◆ WHAT TO PRODUCE
All lines from the one with "You are given a photograph. For the red" to the end of the entries below must be written out exactly. Leave out any other line.

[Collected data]
:::

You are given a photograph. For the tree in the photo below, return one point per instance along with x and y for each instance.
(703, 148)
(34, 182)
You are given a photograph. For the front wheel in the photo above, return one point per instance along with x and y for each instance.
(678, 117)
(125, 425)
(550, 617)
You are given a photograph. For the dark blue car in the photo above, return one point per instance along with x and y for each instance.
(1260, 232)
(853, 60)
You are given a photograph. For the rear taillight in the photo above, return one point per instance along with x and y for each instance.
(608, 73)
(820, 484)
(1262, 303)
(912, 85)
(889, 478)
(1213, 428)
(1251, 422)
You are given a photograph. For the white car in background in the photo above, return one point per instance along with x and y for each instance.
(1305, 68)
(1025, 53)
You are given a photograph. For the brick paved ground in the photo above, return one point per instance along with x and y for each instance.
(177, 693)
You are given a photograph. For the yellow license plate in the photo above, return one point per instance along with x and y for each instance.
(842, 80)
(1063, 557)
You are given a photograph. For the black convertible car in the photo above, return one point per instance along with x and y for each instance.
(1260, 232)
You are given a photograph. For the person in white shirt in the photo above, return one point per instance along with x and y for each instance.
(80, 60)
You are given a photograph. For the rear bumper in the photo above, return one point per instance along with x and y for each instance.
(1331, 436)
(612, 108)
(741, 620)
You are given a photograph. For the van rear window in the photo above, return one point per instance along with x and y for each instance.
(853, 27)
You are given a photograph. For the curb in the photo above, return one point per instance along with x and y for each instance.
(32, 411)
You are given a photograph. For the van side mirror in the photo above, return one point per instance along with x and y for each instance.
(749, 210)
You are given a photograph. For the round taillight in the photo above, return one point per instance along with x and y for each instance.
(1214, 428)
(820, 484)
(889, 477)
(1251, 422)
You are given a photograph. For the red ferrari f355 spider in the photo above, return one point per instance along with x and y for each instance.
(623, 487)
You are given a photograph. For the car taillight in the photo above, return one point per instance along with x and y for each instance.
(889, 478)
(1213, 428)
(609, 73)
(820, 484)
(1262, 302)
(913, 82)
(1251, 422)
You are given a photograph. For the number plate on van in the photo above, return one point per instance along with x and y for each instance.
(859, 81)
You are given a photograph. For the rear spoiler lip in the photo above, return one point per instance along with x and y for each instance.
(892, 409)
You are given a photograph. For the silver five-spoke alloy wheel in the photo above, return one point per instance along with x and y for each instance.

:::

◆ FINISHED EXERCISE
You are given a photograph. For the red ferrari f355 spider in the photo above, return one point per instance along with x and y for each instance.
(623, 487)
You are given a photograph. For the car taillight in the photo above, return one point per instance along with x and y for each instance.
(889, 478)
(1213, 428)
(609, 73)
(820, 484)
(1262, 302)
(913, 82)
(1251, 422)
You are given a photograph. For the number plate on van in the photo above, return one point per instance along with x and y for each instance.
(859, 81)
You are given a photograph. For the rear spoiler lip in the photo above, return one point per instance along with x and y for each instance.
(892, 409)
You are given a photograph. For the silver five-spoke alloy wheel in the photo above, return one point per instance along with x and y for each instance.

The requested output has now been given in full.